(WHAT NEEDS TO BE DONE): Count the lines in the records below that contain the string "outcrop", matching case exactly, and give only the number.

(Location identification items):
******

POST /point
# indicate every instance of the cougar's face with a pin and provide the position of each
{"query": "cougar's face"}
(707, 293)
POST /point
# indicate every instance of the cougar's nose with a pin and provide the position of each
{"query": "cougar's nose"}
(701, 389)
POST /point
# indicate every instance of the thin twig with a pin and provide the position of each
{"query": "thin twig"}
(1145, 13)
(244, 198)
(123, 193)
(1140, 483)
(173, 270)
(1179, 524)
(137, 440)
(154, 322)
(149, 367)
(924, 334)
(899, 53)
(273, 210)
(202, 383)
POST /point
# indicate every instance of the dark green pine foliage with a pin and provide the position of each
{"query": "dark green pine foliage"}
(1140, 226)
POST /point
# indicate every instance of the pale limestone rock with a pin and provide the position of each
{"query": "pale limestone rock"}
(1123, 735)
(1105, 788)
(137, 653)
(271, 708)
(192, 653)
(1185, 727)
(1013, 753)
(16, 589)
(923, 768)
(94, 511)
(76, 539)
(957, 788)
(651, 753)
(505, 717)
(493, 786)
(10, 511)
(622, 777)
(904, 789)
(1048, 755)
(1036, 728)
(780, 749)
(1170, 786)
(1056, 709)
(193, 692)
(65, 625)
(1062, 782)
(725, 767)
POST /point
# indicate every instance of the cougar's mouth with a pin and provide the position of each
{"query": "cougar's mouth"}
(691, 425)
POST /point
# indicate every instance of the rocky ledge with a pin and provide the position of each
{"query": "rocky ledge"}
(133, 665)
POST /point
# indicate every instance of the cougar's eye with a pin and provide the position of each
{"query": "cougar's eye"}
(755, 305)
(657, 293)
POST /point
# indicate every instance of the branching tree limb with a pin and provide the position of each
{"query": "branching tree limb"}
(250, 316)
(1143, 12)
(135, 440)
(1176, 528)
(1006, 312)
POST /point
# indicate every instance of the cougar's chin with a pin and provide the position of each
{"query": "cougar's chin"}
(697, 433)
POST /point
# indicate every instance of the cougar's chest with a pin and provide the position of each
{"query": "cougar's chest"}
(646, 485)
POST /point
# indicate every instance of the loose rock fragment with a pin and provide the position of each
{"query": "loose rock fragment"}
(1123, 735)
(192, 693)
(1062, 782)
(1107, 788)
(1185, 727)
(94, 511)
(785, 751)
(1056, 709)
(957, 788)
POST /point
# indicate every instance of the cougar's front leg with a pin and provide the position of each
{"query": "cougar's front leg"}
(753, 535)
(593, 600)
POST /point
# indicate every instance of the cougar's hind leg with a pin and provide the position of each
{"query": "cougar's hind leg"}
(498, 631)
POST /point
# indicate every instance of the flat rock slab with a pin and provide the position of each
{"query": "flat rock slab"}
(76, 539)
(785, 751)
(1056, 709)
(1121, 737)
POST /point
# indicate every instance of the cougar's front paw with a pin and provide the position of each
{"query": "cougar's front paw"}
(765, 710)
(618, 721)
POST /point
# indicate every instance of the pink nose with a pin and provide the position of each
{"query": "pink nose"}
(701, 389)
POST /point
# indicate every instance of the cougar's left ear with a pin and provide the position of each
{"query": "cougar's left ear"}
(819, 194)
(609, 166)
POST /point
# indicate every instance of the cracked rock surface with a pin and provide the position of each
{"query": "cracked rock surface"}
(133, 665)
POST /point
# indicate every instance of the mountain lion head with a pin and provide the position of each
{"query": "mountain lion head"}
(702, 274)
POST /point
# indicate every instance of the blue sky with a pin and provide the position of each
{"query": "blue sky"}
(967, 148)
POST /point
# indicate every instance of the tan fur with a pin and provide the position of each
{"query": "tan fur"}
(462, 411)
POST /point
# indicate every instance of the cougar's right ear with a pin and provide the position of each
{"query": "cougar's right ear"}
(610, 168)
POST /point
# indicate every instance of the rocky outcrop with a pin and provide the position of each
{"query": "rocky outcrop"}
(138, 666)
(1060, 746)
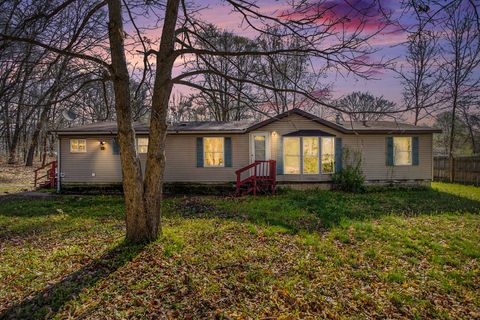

******

(TASK RESULT): 2